課題文 »
+ + + + +

アパートメントホテル「FAV HOTEL」で
グループ&長期滞在ニーズを開拓

独自のターゲット・ポジショニングで コロナ禍でも強さを発揮

コロナ禍の3年の間に10ホテルを企画・開発し、そのすべてを黒字化させ、出口となる約135億円規模のファンド組成(プレREITの位置づけ)まで行なった稀有な会社が霞ヶ関キャピタル㈱である。「その課題を、価値へ。」を経営理念に、より良い社会づくりで会社の持続的な成長を図るコンサルティング型デベロッパーだ。
たとえばエネルギー問題に関しては再生可能エネルギー発電施設開発(太陽光・風力)に取り組み、拡大し続けるEC市場に対しては常温の物流施設開発にとどまらず、2030年までにフロンから自然冷媒への転換が急がれる冷凍冷蔵物流施設開発で地球温暖化問題にも貢献。超高齢社会問題には、病院の安心感と自宅の快適さをあわせもつホスピス住宅の開発で医療×介護の最適化を図っている。
開発物件を金融商品化しファンド・アセットマネジメント業務も展開するなど、低リスクで高効率な不動産開発を実現するユニークな会社である。プロジェクトパイプラインを含めAUM約2,000億円まで拡大した同社事業のうち、約500億円規模にまで成長しているホテル事業も、地方創生・観光立国の実現というポリシーに基づくもの。アパートメントホテルの自社ブランド「FAV」シリーズを約20棟手がけている。

需給ギャップが大きかった3人以上のグループ旅行で連泊しながら観光を楽しみたい層をターゲットに、「広く、快適で、スタイリッシュ」な部屋を、客室単位でリーズナブルに提供することをコンセプトにする[図表1、2]。これまでは2LDKマンションなどを活用した民泊がそれらニーズの受け皿となっていたが、鍵が開かないなどのトラブルも頻発していたところに上場企業の信用力と事業スキームで参入。客室面積35m²にデザイナーズバンクベッドを配し、キッチン・バス・トイレ・洗濯乾燥機を配備するのが標準仕様。そのクオリティに対する1人当たりの客室料金は、ビジネスホテル以下の価格破壊レベルにあることもあいまって、インバウンド需要が取り込めないコロナ禍でも、ファミリーや女子旅などをはじめとした大人の修学旅行、スポーツ団体など幅広い需要を集め、高パフォーマンスを実現した。
「2万円の70%稼動でRevPAR1万4,000円。このぐらいをしっかりとっていきたい」(取締役投資運用本部長緒方秀和氏)。

合理化・最適化を極めた客室設計とホテルオペレーション

損益分岐稼動率20%未満という低リスクな収益モデルを確立していることも競争力になっている。たとえば清掃は、民泊のようにチェックアウトベースの外注スタイルをとる。多少割高でも内製化による固定費化を避け、客室が稼動していなくても赤字にならない構造をつくりあげた。
「GOP比率60%で設定している。経費のほとんどは変動費化させている。35m²・50室ぐらいのものが多いが固定費を圧縮しているため20室でも成立する」(緒方氏)。

+ + + + +

資料抜粋 »

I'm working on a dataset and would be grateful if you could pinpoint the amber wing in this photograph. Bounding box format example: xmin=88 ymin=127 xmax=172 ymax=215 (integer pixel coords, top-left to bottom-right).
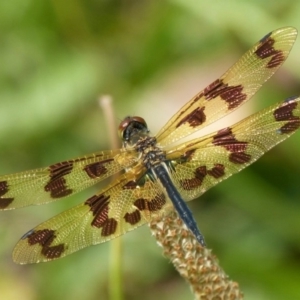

+ + + + +

設問 1 »
課題文によると、FAVシリーズの標準仕様では客室面積は何平方メートルか。
設問 2 »
課題文のうち、「たとえばエネルギー問題に関し」を含む語句で始まり「ーズを約20棟手がけている。」で終わる部分を、「ホスピス住宅」を「高齢者向け住宅」に差し替えて書き直せ。

解答例 1 »
35m²である。

解答例 2 »
たとえばエネルギー問題に関しては再生可能エネルギー発電施設開発(太陽光・風力)に取り組み、拡大し続けるEC市場に対しては常温の物流施設開発にとどまらず、2030年までにフロンから自然冷媒への転換が急がれる冷凍冷蔵物流施設開発で地球温暖化問題にも貢献。超高齢社会問題には、病院の安心感と自宅の快適さをあわせもつ高齢者向け住宅の開発で医療×介護の最適化を図っている。
開発物件を金融商品化しファンド・アセットマネジメント業務も展開するなど、低リスクで高効率な不動産開発を実現するユニークな会社である。プロジェクトパイプラインを含めAUM約2,000億円まで拡大した同社事業のうち、約500億円規模にまで成長しているホテル事業も、地方創生・観光立国の実現というポリシーに基づくもの。アパートメントホテルの自社ブランド「FAV」シリーズを約20棟手がけている。